Photo-based referring expression data
===

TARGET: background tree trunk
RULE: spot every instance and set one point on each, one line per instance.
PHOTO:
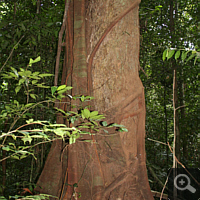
(113, 166)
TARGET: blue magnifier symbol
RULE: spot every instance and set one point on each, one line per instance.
(180, 179)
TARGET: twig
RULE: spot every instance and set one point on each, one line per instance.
(156, 141)
(11, 53)
(60, 42)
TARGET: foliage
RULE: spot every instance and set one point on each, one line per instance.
(23, 136)
(166, 45)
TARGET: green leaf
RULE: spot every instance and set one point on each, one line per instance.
(184, 55)
(94, 113)
(27, 139)
(43, 75)
(177, 55)
(123, 130)
(34, 82)
(82, 98)
(17, 89)
(33, 96)
(85, 113)
(53, 89)
(190, 57)
(6, 148)
(104, 123)
(62, 91)
(59, 132)
(164, 54)
(21, 81)
(170, 54)
(34, 61)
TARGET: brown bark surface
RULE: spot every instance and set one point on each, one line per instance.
(113, 166)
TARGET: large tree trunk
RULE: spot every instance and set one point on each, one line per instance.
(113, 166)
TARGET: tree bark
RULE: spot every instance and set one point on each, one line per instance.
(113, 166)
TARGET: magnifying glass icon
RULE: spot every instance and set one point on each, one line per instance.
(180, 179)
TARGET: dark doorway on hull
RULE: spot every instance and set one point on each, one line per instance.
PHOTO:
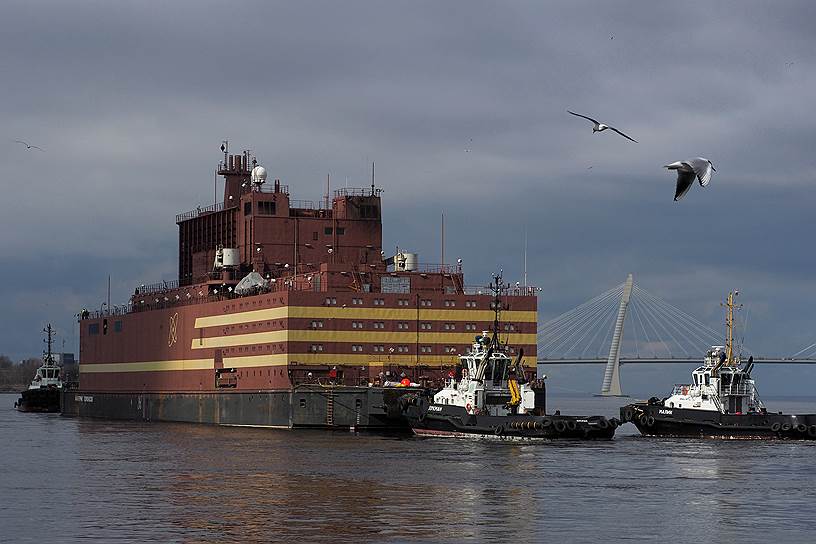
(734, 405)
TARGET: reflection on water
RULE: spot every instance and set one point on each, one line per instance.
(134, 482)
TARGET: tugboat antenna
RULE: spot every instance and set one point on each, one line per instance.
(729, 327)
(48, 331)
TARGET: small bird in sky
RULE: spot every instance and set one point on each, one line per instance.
(600, 127)
(689, 170)
(28, 146)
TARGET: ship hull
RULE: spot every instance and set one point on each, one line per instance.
(39, 400)
(338, 407)
(453, 421)
(654, 419)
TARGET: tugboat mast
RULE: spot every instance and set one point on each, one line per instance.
(729, 326)
(498, 286)
(49, 359)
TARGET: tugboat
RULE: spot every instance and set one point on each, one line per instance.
(43, 395)
(721, 402)
(487, 395)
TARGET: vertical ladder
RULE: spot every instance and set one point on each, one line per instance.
(330, 408)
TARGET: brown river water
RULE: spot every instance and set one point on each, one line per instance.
(71, 480)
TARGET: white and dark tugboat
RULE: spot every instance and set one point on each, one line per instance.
(721, 402)
(487, 395)
(43, 395)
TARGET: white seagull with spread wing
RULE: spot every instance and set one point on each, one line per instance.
(689, 170)
(600, 127)
(28, 146)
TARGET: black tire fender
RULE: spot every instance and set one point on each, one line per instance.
(643, 418)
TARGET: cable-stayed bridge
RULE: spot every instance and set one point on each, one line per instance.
(627, 325)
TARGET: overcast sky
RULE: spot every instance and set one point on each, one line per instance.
(463, 107)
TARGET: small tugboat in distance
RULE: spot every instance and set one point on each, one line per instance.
(488, 396)
(721, 402)
(43, 395)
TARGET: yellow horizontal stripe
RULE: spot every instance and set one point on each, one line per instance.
(149, 366)
(380, 359)
(350, 312)
(278, 359)
(240, 339)
(391, 337)
(407, 314)
(317, 335)
(243, 317)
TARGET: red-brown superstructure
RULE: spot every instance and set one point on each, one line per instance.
(276, 296)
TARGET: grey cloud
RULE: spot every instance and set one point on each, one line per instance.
(131, 101)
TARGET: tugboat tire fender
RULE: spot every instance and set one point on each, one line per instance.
(643, 418)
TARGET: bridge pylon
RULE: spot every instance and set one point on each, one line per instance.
(611, 383)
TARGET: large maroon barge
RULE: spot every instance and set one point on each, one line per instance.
(286, 314)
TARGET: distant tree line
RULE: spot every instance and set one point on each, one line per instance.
(17, 376)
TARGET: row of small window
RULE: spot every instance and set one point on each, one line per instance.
(403, 325)
(359, 348)
(93, 328)
(359, 302)
(331, 301)
(328, 231)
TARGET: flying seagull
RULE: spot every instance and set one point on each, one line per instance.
(28, 146)
(688, 170)
(600, 127)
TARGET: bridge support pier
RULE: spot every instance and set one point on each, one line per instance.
(611, 383)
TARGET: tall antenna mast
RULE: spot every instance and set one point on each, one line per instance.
(49, 331)
(729, 326)
(525, 256)
(442, 240)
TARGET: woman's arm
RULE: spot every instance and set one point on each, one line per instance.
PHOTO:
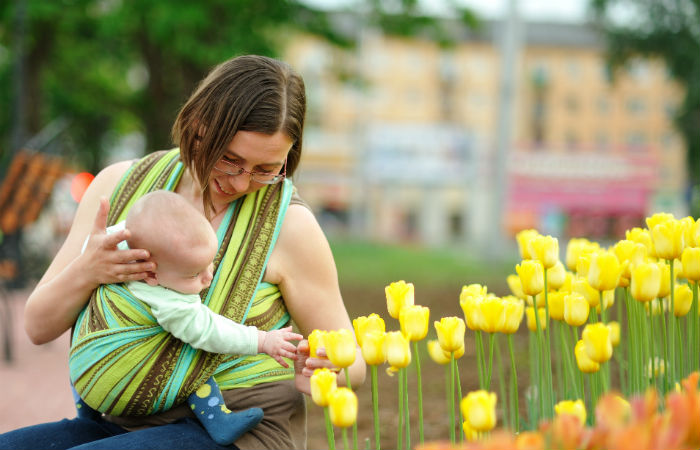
(303, 266)
(60, 295)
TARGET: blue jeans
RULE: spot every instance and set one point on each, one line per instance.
(89, 434)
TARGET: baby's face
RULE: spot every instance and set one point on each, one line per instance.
(191, 273)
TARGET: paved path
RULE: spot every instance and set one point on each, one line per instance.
(34, 385)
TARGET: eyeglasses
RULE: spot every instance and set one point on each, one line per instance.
(232, 169)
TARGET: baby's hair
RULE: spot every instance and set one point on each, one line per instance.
(163, 222)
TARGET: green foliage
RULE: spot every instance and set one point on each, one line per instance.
(669, 30)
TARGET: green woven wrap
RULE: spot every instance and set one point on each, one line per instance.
(123, 363)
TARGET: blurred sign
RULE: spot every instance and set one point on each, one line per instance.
(418, 154)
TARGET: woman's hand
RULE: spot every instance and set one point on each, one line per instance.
(105, 263)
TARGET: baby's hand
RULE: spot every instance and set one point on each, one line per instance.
(276, 344)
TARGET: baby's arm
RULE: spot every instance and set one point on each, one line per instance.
(276, 344)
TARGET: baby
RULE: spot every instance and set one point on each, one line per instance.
(183, 245)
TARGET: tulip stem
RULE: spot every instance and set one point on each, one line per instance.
(420, 392)
(354, 425)
(375, 406)
(399, 438)
(452, 397)
(514, 387)
(458, 382)
(329, 429)
(407, 416)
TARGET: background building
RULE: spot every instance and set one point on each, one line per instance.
(406, 147)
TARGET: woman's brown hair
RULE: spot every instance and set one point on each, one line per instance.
(246, 93)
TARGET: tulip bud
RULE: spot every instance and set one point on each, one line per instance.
(576, 309)
(532, 322)
(343, 407)
(645, 282)
(493, 314)
(584, 362)
(323, 383)
(597, 339)
(340, 347)
(514, 309)
(531, 275)
(690, 258)
(556, 276)
(545, 249)
(398, 295)
(365, 324)
(604, 271)
(683, 299)
(479, 410)
(373, 347)
(414, 320)
(575, 408)
(450, 331)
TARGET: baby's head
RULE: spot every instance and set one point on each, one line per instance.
(180, 239)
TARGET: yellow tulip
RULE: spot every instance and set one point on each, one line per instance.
(614, 332)
(576, 309)
(450, 331)
(531, 322)
(414, 320)
(575, 408)
(581, 286)
(373, 347)
(597, 339)
(398, 295)
(645, 281)
(340, 347)
(690, 258)
(556, 276)
(516, 287)
(524, 237)
(683, 299)
(323, 383)
(573, 250)
(629, 253)
(366, 324)
(343, 407)
(604, 271)
(398, 350)
(479, 410)
(556, 305)
(316, 341)
(584, 362)
(493, 314)
(545, 249)
(514, 310)
(668, 239)
(531, 275)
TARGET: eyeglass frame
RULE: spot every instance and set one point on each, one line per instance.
(276, 178)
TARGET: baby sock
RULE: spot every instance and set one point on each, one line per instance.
(222, 424)
(84, 411)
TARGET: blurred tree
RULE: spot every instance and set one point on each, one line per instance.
(668, 30)
(115, 66)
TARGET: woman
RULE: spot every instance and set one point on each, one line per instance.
(240, 137)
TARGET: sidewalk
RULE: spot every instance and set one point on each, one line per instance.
(34, 386)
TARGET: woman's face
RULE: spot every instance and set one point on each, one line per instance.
(254, 152)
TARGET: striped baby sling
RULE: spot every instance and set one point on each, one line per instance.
(123, 363)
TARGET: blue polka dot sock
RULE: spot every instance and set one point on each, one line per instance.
(223, 425)
(82, 408)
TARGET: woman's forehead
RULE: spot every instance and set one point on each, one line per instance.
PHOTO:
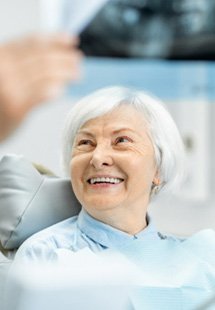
(122, 116)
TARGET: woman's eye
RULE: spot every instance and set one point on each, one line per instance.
(123, 140)
(85, 142)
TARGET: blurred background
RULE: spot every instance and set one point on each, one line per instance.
(166, 47)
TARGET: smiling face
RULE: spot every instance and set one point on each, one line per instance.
(112, 164)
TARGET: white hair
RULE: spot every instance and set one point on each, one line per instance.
(166, 140)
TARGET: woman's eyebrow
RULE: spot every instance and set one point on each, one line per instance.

===

■ **How to complete this task**: Look back at the entries above. Retype the line with "TARGET: baby's arm", the line with "TARGET: woman's brown hair", and all lines in between.

■ **Reply**:
TARGET: baby's arm
RULE: spot every instance and set one point on each, one line per instance.
(276, 344)
TARGET: baby
RULE: spot every instance and set one point on each, one line per instance.
(183, 245)
TARGET: tulip stem
RULE: spot every instance and set one point on each, one line per instance.
(420, 392)
(354, 425)
(375, 406)
(399, 438)
(452, 397)
(514, 387)
(458, 382)
(329, 429)
(407, 416)
TARGET: background building
RULE: spot every instance and set one point on each, one line per instance.
(406, 147)
TARGET: woman's brown hair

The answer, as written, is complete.